- PROBLEM STATEMENT
Rewrite the records below as a numbered list with one line per item, leaving out any blank lines.

--- BEGIN DATA SUPPLIED ---

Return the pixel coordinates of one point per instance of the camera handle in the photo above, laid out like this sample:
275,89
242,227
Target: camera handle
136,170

--- END DATA SUPPLIED ---

- ANSWER FOR THIS EXERCISE
1. Return the pixel coordinates of one point per instance of the camera handle in the photo above, laid out like this sample:
2. 275,89
3. 242,227
4. Target: camera handle
5. 136,170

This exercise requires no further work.